**EXERCISE AIM**
Set down the material below word for word, from the line with "Mark the tall grass" to the line with "[1214,325,1231,368]", keeping both of those lines.

....

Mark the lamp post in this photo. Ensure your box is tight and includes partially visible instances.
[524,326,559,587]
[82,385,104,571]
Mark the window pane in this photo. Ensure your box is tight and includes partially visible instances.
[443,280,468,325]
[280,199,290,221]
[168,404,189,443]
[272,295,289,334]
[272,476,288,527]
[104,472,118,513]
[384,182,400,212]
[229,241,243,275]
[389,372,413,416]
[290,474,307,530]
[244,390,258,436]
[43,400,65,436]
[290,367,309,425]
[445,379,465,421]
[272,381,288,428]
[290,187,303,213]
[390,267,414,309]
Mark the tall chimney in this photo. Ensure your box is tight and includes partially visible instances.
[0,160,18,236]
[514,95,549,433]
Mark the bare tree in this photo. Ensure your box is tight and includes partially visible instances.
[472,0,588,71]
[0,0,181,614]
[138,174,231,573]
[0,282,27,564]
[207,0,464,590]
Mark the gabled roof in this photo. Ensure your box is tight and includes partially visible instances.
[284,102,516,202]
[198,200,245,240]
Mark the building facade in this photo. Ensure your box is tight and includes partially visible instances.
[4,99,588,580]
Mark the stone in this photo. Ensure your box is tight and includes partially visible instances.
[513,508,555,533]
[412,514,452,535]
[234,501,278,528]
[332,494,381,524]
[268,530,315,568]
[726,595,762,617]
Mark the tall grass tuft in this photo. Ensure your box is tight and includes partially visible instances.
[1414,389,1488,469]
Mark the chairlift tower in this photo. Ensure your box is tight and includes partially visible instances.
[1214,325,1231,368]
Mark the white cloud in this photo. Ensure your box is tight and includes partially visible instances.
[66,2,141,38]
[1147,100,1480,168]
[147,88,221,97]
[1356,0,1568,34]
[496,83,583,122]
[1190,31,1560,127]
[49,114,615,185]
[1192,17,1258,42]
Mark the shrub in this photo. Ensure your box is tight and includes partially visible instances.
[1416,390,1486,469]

....

**SOLUTION**
Mark the tall grass tuft in this photo. Ensure your box is tight and includes partially visible instances.
[1414,389,1488,469]
Mark the chairlift tower in this photo. Ensure your box is tight and includes partially visible instances.
[1214,325,1231,368]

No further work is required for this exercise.